Required task:
Set out every line of the items below as a Markdown table with the columns "Row" and "Line text", numbering each row and skipping blank lines. Leave the pictures out of your answer.

Material for the task:

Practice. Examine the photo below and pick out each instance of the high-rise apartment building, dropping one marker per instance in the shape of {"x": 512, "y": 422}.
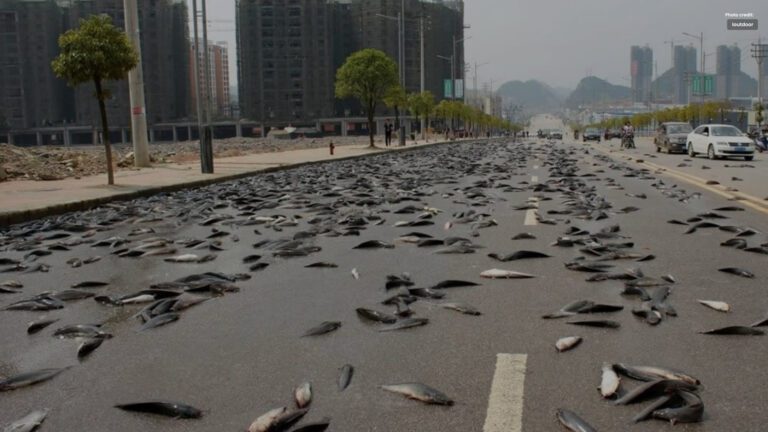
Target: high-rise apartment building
{"x": 728, "y": 78}
{"x": 30, "y": 94}
{"x": 289, "y": 51}
{"x": 684, "y": 67}
{"x": 641, "y": 71}
{"x": 218, "y": 54}
{"x": 165, "y": 57}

Exercise output:
| Row | Line text |
|---|---|
| 1 | Practice. Examine the photo below and pick out each instance of the high-rise apartment building, dropping one marker per instance in the shape of {"x": 512, "y": 422}. |
| 2 | Target: high-rise apartment building |
| 3 | {"x": 728, "y": 78} |
| 4 | {"x": 30, "y": 94} |
| 5 | {"x": 289, "y": 51} |
| 6 | {"x": 684, "y": 67} |
| 7 | {"x": 641, "y": 71} |
| 8 | {"x": 218, "y": 54} |
| 9 | {"x": 165, "y": 57} |